++++ RECORDED DATA ++++

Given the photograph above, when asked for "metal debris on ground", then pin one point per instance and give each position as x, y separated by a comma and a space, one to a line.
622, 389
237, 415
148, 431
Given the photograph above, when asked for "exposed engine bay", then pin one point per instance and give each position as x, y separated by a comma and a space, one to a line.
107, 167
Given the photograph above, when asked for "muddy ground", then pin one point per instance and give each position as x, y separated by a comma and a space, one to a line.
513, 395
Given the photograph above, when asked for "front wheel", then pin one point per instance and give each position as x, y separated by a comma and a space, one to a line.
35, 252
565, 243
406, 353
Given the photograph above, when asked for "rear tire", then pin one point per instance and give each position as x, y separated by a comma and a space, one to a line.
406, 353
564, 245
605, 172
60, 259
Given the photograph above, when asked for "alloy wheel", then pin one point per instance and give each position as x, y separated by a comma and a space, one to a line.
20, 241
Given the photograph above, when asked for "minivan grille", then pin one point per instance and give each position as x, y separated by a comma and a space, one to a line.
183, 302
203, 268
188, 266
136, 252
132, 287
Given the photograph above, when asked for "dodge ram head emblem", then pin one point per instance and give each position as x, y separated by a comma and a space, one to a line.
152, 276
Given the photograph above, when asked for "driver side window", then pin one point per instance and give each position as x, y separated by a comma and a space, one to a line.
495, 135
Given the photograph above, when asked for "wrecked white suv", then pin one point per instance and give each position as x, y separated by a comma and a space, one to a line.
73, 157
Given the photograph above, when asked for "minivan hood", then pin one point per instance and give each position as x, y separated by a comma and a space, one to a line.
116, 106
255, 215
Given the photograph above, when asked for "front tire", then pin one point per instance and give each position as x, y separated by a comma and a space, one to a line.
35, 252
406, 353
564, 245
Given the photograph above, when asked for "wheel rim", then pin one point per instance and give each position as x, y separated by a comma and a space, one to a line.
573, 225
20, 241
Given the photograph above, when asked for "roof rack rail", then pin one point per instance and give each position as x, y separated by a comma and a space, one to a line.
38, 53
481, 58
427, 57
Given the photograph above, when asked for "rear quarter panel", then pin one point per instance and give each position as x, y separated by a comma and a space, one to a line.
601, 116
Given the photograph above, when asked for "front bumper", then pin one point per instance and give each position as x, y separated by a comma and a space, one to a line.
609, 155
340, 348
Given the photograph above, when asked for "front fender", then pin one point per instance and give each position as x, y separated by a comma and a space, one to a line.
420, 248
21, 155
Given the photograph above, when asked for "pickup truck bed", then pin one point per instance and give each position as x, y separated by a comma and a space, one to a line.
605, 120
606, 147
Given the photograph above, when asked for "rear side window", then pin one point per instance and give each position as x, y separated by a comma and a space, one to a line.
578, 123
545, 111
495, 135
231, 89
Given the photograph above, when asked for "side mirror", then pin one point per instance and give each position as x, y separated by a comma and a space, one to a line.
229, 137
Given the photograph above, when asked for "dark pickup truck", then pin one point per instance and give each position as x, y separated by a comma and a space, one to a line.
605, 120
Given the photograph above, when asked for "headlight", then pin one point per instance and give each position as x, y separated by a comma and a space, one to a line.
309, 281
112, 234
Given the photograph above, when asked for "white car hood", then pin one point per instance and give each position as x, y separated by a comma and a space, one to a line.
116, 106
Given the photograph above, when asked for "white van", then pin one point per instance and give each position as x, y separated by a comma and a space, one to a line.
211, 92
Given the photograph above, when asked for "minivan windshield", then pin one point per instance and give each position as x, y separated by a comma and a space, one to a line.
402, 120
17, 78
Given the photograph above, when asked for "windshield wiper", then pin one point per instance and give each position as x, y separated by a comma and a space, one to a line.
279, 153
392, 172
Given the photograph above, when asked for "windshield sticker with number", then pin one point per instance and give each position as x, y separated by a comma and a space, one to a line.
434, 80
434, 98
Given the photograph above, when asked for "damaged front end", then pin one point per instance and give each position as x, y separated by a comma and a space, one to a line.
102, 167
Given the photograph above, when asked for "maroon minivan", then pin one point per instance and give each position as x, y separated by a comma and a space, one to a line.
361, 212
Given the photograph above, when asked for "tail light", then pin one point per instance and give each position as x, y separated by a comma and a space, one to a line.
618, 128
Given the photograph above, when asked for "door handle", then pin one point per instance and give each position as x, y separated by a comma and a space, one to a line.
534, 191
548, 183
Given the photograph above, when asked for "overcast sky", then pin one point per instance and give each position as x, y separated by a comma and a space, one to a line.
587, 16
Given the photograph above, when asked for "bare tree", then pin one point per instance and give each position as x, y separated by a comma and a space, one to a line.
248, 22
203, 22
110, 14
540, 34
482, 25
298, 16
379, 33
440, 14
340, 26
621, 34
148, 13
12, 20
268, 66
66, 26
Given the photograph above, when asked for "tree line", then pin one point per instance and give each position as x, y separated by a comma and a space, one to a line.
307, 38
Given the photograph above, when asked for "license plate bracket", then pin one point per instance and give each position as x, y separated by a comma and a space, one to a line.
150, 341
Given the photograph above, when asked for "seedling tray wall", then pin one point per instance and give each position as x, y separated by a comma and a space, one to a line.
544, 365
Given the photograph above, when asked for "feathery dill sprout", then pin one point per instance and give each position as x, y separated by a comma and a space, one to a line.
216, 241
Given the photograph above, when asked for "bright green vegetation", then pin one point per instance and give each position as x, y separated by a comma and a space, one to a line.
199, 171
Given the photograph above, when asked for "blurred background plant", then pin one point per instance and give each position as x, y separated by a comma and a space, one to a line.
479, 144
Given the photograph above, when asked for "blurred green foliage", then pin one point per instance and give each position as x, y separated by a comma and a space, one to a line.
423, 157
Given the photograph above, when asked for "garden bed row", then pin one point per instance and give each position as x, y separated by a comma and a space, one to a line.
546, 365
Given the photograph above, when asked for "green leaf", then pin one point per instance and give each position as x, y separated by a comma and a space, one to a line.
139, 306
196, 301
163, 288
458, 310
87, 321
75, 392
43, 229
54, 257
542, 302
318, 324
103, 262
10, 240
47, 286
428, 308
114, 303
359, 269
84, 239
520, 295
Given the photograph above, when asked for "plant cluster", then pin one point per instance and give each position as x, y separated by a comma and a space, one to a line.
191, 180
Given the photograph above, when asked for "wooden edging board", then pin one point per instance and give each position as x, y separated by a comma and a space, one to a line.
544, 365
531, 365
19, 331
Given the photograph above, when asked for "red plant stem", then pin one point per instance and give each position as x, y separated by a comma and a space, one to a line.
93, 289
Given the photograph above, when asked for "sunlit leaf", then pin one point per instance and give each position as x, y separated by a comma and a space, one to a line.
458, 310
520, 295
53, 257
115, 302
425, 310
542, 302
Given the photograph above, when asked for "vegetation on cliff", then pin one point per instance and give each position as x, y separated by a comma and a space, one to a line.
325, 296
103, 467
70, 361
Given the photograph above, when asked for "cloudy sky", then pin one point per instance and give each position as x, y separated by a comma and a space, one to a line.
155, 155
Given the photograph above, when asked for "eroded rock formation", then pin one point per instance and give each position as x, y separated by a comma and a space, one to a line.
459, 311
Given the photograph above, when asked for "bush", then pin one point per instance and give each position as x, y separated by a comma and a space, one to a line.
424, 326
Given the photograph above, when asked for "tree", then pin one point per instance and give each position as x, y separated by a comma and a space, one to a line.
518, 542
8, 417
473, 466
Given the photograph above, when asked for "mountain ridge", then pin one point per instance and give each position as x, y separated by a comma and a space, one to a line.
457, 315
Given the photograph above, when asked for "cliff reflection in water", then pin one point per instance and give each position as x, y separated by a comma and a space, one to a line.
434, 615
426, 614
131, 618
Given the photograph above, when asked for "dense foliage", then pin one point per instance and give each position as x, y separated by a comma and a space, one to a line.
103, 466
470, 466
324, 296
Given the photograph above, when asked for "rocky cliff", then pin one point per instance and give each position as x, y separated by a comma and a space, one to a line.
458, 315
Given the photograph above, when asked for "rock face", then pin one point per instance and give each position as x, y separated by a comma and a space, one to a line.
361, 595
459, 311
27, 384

++++

WRITTEN PROBLEM
Extract, in order, each line from the entries above that contains the word "cliff".

ANSWER BELOW
Given the photograph above, when asked for "vegetation on cliff", then pin one point per instance and give each position as x, y separated by a comma and a space, one to a line.
Given the photograph above, when asked for "cliff reflection in water", then pin one point per instance and give each position as x, y separated by a comma and a space, one to a line.
Given the photograph above, when asked for "rocky cliff", then pin one point per instance and give each position as x, y separated by a comma and a space, one to a line.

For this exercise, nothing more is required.